Many American experts know that although the United States remains the world's sole superpower, it is increasingly vulnerable in East Asia. Should China launch a surprise attack on Taiwan, the U.S. military will not be able to rush to its rescue in time due to the tyranny of geography. And after China establishes a new "fait accompli" in Taiwan, it will be even more difficult for the U.S. to reverse the situation. This is why there has always been more wind than rain when U.S. chose to play the "Taiwan card,” and it always came to an abrupt end at critical moments.

 

Nevertheless, from Beijing’s perspective, it still prefers to force Taiwan’s hand without violence and not to engage the U.S. militarily. This would require the second option, i.e., talks with the U.S. China therefore must first get the talks started and then produce some results out of the talks. Either is conditioned by the domestic politics of the U.S.

_Directions_:
1 – Quote the passage on Taiwan from "Many American experts" to "at critical moments.".
2 – Why, according to the passage on Taiwan, has there always been more wind than rain when the U.S. played the "Taiwan card"? Answer in one to three sentences.
These rows are drawn from a separate source.

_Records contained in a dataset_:

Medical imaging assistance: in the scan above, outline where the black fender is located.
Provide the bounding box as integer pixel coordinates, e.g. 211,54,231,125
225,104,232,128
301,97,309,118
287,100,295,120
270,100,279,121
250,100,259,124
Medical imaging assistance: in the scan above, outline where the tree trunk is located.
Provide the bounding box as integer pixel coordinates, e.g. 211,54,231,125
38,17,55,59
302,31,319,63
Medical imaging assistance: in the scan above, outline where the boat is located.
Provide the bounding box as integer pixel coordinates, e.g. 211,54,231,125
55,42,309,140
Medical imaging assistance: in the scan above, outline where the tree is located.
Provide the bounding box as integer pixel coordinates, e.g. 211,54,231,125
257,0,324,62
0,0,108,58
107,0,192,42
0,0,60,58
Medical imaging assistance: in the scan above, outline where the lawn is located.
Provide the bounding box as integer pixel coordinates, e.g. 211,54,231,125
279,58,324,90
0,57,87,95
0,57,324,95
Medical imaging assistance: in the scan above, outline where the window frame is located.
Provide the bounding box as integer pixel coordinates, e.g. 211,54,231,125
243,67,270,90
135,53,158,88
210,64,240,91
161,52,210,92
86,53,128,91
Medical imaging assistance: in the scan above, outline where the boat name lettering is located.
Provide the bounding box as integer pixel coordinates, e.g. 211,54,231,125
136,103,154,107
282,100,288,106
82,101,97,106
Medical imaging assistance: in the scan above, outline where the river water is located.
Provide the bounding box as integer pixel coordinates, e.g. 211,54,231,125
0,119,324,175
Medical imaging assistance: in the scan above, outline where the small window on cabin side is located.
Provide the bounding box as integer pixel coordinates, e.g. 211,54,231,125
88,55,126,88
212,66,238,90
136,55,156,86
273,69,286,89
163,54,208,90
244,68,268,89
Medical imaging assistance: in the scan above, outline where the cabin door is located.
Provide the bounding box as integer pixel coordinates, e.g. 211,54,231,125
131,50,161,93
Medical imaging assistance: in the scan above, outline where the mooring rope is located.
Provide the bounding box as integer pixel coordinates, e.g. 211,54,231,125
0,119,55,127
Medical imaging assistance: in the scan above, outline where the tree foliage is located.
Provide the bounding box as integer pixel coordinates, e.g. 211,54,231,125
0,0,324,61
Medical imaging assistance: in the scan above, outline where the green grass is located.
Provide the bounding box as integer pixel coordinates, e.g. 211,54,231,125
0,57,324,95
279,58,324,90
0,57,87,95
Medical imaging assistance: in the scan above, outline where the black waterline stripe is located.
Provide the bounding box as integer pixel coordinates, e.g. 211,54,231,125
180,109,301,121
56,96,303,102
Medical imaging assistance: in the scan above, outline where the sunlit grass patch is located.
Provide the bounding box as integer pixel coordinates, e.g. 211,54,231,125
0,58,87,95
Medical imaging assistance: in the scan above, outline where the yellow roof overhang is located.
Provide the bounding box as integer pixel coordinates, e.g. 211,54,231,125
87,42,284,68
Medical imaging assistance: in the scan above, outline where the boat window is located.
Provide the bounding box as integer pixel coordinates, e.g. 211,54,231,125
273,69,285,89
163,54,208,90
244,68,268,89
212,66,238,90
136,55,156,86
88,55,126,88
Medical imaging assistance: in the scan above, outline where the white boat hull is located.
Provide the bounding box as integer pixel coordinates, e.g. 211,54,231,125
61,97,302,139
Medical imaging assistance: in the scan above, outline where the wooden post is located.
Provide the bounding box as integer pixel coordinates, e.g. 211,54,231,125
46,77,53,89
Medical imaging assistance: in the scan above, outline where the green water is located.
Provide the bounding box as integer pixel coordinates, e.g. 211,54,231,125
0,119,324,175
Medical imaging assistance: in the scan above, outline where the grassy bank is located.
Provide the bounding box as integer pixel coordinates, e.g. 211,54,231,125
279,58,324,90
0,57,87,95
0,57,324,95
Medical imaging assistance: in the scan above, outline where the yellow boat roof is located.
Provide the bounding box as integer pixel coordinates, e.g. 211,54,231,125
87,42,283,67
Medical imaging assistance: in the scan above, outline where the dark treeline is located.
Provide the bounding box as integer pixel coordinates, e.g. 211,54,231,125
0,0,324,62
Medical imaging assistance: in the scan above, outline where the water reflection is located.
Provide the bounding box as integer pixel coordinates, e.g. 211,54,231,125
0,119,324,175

_Solution list_:
1 –
Many American experts know that although the United States remains the world's sole superpower, it is increasingly vulnerable in East Asia. Should China launch a surprise attack on Taiwan, the U.S. military will not be able to rush to its rescue in time due to the tyranny of geography. And after China establishes a new "fait accompli" in Taiwan, it will be even more difficult for the U.S. to reverse the situation. This is why there has always been more wind than rain when U.S. chose to play the "Taiwan card,” and it always came to an abrupt end at critical moments.

2 – The U.S. is increasingly vulnerable in East Asia. If China launched a surprise attack on Taiwan, the tyranny of geography would keep the U.S. military from arriving in time. Once China established a new "fait accompli" in Taiwan, reversing the situation would be even more difficult for the U.S.